[Texte du document]
┌────────
LA HIJA DE TODAS LAS RABIAS
Vers une autonomie forcée
Au Nicaragua, Maria, 11 ans, vit avec sa mère Lilibeth dans une maison de fortune en bord de lac et aux abords d’une immense décharge à ciel ouvert. Élevant cinq chiots de races, de leur chienne Juana, déjà payés par un voyou local, Lilibeth a formellement interdit à Maria de les nourrir avec de la viande trouvée dans la décharge. Mais un soir, alors que sa mère est partie vendre des matériaux de récupération, comme elle tarde à rentrer, Maria enfreint cette règle…
La première scène de "La Hija de todas las rabias" est particulièrement marquante et donne le cadre d'une misère omniprésente. Une ambulance arrive sur une immense décharge à ciel ouvert, jetant des sacs au milieu de décombres, avant de repartir. Sortent alors de nombreuses personnes dont des enfants, comme cachés au milieu des déchets, certains jouant avec les morceaux de corps qui se trouvaient dans les sacs. Parmi eux, Maria, jeune fille de 11 ans, qui sera l'héroïne du film, et qui ramène l'un des sacs dans la maison de fortune dans laquelle elle vit avec sa mère, Lilibeth. Point de départ du film, la décharge de Chureca, où depuis 1971, 90% de déchets de la capitale du Nicaragua, Managua, sont jetés, crée un contraste lugubre avec les beaux paysages de rivages du lac Xolotlá.
└────────
(Liste issue d'un jeu de données)
┌────────
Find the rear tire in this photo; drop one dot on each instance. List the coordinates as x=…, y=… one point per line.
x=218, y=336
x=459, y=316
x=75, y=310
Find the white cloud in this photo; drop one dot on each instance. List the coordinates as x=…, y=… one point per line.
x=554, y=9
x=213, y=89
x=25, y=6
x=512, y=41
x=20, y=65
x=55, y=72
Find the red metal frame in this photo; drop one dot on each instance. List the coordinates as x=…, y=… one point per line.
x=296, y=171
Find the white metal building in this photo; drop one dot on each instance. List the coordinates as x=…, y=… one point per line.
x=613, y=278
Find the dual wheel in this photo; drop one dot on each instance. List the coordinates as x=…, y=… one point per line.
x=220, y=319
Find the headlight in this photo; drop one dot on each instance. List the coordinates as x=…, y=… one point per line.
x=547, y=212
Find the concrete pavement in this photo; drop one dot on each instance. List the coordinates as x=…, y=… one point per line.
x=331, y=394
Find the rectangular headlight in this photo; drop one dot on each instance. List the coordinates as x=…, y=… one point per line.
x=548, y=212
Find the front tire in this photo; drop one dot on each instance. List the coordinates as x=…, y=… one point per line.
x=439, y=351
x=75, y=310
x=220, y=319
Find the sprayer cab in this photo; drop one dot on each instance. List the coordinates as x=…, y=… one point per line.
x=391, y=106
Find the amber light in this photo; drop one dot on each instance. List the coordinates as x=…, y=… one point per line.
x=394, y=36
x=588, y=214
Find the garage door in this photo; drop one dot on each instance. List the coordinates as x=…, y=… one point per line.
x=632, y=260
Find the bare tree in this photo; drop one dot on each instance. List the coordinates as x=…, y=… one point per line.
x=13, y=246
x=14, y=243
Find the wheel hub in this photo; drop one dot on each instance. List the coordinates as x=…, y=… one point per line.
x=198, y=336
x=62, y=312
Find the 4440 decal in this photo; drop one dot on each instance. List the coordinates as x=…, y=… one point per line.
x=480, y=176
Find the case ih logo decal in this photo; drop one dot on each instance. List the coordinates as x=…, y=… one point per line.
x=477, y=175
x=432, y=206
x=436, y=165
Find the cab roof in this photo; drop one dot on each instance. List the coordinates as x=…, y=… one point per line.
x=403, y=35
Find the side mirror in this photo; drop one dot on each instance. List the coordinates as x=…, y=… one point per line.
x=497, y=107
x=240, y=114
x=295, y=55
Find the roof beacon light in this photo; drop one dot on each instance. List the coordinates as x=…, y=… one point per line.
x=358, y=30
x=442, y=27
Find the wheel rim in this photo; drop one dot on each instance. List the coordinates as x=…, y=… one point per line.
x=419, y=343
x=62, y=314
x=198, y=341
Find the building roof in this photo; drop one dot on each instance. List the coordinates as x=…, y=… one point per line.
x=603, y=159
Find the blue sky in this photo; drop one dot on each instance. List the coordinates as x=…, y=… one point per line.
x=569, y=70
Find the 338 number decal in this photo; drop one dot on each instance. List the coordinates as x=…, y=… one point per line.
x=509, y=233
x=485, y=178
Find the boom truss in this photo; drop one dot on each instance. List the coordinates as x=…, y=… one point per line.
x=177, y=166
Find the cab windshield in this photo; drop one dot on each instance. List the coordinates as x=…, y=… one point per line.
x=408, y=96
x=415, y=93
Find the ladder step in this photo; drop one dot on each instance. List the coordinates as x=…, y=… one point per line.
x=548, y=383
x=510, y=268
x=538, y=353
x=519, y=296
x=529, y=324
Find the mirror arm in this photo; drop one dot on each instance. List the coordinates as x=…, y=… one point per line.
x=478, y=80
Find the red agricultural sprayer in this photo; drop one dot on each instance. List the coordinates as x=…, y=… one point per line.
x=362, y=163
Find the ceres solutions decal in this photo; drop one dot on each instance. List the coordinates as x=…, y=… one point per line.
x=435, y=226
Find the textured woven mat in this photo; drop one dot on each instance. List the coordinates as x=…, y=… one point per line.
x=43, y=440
└────────
Indiquez, d'après le texte sur le film « La Hija de todas las rabias », depuis quelle année les déchets de Managua sont jetés dans la décharge de Chureca.

Depuis 1971.